§ **TEXT PROVIDED**:
The Physiocrats were 18th century French economists who emphasized the importance of productive work, and particularly agriculture, to an economy's wealth. Their early support of free trade and deregulation influenced Adam Smith and the classical economists.
Classical economics, also called classical political economy, was the original form of mainstream economics of the 18th and 19th centuries. Classical economics focuses on the tendency of markets to move to equilibrium and on objective theories of value. Neo-classical economics differs from classical economics primarily in being utilitarian in its value theory and using marginal theory as the basis of its models and equations. Marxian economics also descends from classical theory. Anders Chydenius (1729–1803) was the leading classical liberal of Nordic history. Chydenius, who was a Finnish priest and member of parliament, published a book called The National Gain in 1765, in which he proposes ideas of freedom of trade and industry and explores the relationship between economy and society and lays out the principles of liberalism, all of this eleven years before Adam Smith published a similar and more comprehensive book, The Wealth of Nations. According to Chydenius, democracy, equality and a respect for human rights were the only way towards progress and happiness for the whole of society.
The American School owes its origin to the writings and economic policies of Alexander Hamilton, the first Treasury Secretary of the United States. It emphasized high tariffs on imports to help develop the fledgling American manufacturing base and to finance infrastructure projects, as well as National Banking, Public Credit, and government investment into advanced scientific and technological research and development. Friedrich List, one of the most famous proponents of the economic system, named it the National System, and was the main impetus behind the development of the German Zollverein and the economic policies of Germany under Chancellor Otto Von Bismarck beginning in 1879.
The French Liberal School (also called the "Optimist School" or "Orthodox School") is a 19th-century school of economic thought that was centered on the Collège de France and the Institut de France. The Journal des Économistes was instrumental in promulgating the ideas of the School. The School voraciously defended free trade and laissez-faire capitalism. They were primary opponents of collectivist, interventionist and protectionist ideas. This made the French School a forerunner of the modern Austrian School.
The historical school of economics was an approach to academic economics and to public administration that emerged in the 19th century in Germany, and held sway there until well into the 20th century. The Historical school held that history was the key source of knowledge about human actions and economic matters, since economics was culture-specific, and hence not generalizable over space and time. The School rejected the universal validity of economic theorems. They saw economics as resulting from careful empirical and historical analysis instead of from logic and mathematics. The School preferred historical, political, and social studies to self-referential mathematical modelling. Most members of the school were also Kathedersozialisten, i.e. concerned with social reform and improved conditions for the common man during a period of heavy industrialization. The Historical School can be divided into three tendencies: the Older, led by Wilhelm Roscher, Karl Knies, and Bruno Hildebrand; the Younger, led by Gustav von Schmoller, and also including Étienne Laspeyres, Karl Bücher, Adolph Wagner, and to some extent Lujo Brentano; the Youngest, led by Werner Sombart and including, to a very large extent, Max Weber.

§ **RECORDED DATA**:
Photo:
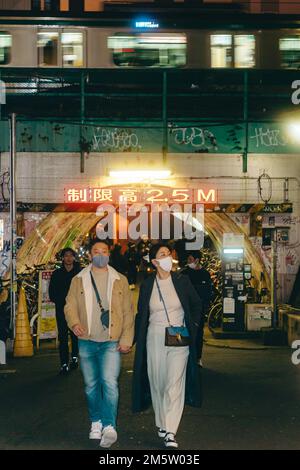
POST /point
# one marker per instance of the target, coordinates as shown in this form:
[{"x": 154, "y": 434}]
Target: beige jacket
[{"x": 79, "y": 304}]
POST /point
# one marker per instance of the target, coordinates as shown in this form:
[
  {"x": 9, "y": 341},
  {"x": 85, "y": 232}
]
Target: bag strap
[
  {"x": 97, "y": 293},
  {"x": 162, "y": 300}
]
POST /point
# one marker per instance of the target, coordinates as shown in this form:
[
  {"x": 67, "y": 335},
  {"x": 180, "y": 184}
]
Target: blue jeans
[{"x": 100, "y": 365}]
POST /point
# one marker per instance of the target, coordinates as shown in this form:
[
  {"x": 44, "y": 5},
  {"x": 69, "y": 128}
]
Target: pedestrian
[
  {"x": 201, "y": 280},
  {"x": 166, "y": 375},
  {"x": 99, "y": 311},
  {"x": 58, "y": 289}
]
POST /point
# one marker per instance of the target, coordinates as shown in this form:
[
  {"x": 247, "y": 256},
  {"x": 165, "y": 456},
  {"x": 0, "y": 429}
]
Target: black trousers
[
  {"x": 63, "y": 338},
  {"x": 200, "y": 333}
]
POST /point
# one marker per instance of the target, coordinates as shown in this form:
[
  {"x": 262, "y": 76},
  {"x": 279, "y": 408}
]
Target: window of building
[
  {"x": 229, "y": 50},
  {"x": 48, "y": 48},
  {"x": 148, "y": 50},
  {"x": 244, "y": 50},
  {"x": 5, "y": 47},
  {"x": 221, "y": 50},
  {"x": 72, "y": 49},
  {"x": 290, "y": 52}
]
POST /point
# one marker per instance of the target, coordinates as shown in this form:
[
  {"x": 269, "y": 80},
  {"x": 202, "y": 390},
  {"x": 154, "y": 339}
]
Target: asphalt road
[{"x": 251, "y": 401}]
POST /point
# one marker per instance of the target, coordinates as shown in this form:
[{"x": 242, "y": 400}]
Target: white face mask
[
  {"x": 192, "y": 265},
  {"x": 166, "y": 263}
]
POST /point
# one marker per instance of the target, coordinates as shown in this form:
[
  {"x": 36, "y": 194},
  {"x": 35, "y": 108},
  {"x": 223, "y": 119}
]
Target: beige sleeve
[
  {"x": 128, "y": 316},
  {"x": 71, "y": 307}
]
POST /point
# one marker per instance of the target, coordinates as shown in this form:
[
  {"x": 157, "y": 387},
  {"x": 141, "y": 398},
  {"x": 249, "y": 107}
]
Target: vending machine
[{"x": 234, "y": 292}]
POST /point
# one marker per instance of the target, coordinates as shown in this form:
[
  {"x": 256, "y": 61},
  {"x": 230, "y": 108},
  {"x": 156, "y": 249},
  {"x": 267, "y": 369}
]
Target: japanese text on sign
[{"x": 134, "y": 195}]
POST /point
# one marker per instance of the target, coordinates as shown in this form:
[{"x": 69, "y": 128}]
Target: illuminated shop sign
[
  {"x": 147, "y": 24},
  {"x": 139, "y": 195}
]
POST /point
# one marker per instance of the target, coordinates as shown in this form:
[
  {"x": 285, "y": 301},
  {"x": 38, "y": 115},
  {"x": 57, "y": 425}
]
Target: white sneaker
[
  {"x": 96, "y": 430},
  {"x": 161, "y": 432},
  {"x": 170, "y": 440},
  {"x": 109, "y": 437}
]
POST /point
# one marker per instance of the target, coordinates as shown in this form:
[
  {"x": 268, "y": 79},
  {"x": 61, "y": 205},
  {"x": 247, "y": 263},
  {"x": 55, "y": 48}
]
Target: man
[
  {"x": 201, "y": 280},
  {"x": 58, "y": 289},
  {"x": 99, "y": 311}
]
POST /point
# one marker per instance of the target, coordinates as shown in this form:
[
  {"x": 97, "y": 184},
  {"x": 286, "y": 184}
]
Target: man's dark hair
[
  {"x": 97, "y": 240},
  {"x": 155, "y": 249},
  {"x": 194, "y": 254},
  {"x": 68, "y": 250}
]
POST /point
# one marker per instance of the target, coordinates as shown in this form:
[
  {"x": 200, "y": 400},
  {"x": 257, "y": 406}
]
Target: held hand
[
  {"x": 124, "y": 349},
  {"x": 78, "y": 330}
]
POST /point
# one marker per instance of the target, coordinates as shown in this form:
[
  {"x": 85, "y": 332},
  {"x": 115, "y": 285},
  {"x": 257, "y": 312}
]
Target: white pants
[{"x": 167, "y": 373}]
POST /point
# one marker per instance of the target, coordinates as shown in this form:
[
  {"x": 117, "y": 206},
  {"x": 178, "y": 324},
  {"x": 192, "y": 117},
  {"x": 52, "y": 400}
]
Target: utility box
[{"x": 258, "y": 316}]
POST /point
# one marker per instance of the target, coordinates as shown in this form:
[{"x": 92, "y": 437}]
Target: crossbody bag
[{"x": 174, "y": 335}]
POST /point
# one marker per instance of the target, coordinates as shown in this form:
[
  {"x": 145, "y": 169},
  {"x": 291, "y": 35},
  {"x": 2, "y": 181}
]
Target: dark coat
[
  {"x": 191, "y": 303},
  {"x": 60, "y": 284}
]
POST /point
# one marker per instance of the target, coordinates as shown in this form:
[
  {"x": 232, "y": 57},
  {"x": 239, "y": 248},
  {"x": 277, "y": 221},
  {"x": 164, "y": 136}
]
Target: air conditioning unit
[{"x": 258, "y": 316}]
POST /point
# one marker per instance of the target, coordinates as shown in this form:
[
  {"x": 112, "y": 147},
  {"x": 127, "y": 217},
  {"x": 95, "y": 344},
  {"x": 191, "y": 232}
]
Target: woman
[{"x": 167, "y": 375}]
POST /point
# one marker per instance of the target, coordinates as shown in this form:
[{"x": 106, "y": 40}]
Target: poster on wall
[{"x": 47, "y": 328}]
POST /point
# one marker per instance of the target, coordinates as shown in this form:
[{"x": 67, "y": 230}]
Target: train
[{"x": 130, "y": 42}]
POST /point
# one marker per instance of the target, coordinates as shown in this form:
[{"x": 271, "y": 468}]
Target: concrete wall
[{"x": 42, "y": 177}]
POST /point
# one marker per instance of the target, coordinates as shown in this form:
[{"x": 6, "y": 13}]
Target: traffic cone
[{"x": 23, "y": 346}]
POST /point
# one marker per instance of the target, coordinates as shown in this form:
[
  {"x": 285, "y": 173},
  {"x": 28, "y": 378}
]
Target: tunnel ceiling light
[{"x": 139, "y": 175}]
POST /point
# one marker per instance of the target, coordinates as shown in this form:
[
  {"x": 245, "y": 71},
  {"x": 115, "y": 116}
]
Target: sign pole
[{"x": 13, "y": 224}]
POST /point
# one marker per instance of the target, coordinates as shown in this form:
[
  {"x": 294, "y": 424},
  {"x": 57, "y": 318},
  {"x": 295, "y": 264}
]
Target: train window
[
  {"x": 232, "y": 51},
  {"x": 72, "y": 49},
  {"x": 48, "y": 48},
  {"x": 221, "y": 50},
  {"x": 5, "y": 47},
  {"x": 290, "y": 52},
  {"x": 244, "y": 50},
  {"x": 148, "y": 49}
]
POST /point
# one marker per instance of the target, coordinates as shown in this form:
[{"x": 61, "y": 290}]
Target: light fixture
[
  {"x": 136, "y": 176},
  {"x": 233, "y": 251}
]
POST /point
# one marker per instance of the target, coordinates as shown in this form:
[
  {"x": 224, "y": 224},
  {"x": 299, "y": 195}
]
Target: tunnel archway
[{"x": 61, "y": 229}]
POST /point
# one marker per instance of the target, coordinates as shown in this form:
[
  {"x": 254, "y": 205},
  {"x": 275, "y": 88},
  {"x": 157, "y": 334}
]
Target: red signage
[{"x": 138, "y": 195}]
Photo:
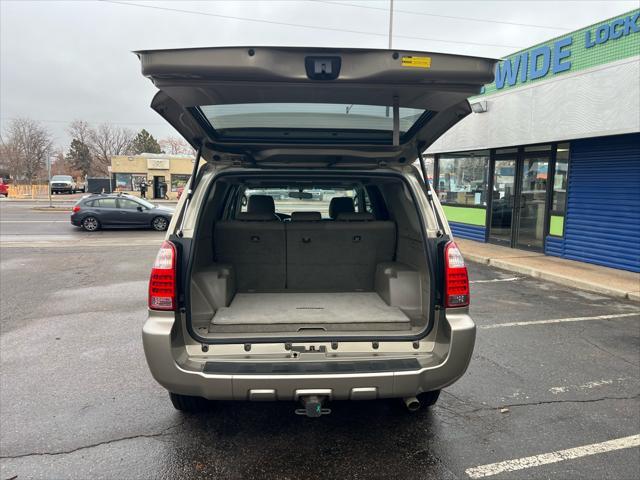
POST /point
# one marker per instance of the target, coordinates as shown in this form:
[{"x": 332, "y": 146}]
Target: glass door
[
  {"x": 531, "y": 204},
  {"x": 503, "y": 201}
]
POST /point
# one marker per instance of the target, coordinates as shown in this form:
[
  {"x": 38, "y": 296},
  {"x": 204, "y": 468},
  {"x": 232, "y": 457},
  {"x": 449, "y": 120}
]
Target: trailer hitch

§ **WRITTEN TASKS**:
- A) In the text on schools of economic thought, in what year did Anders Chydenius publish The National Gain?
- B) Say whether each statement agrees with the text on schools of economic thought. Give yes or no and quote the words of the text that decide it.
(i) The French Liberal School was centered on the Collège de France and the Institut de France.
(ii) The historical school based economics on logic and mathematics rather than historical analysis.
(iii) Friedrich List called the American School the National System.
- C) Summarize the text on schools of economic thought in two sentences.

§ **ANSWERS BY TASK**:
- A) 1765

- B)
(i) Yes: "centered on the Collège de France and the Institut de France"
(ii) No: "They saw economics as resulting from careful empirical and historical analysis instead of from logic and mathematics."
(iii) Yes: "named it the National System"

- C) The Physiocrats stressed productive work and agriculture, and classical economics focused on markets moving to equilibrium and objective theories of value. The American School, from Alexander Hamilton, favored high tariffs and national banking, while the French Liberal School defended free trade and laissez-faire, and the German historical school held economics to be culture-specific, preferring historical and empirical analysis to mathematical modelling.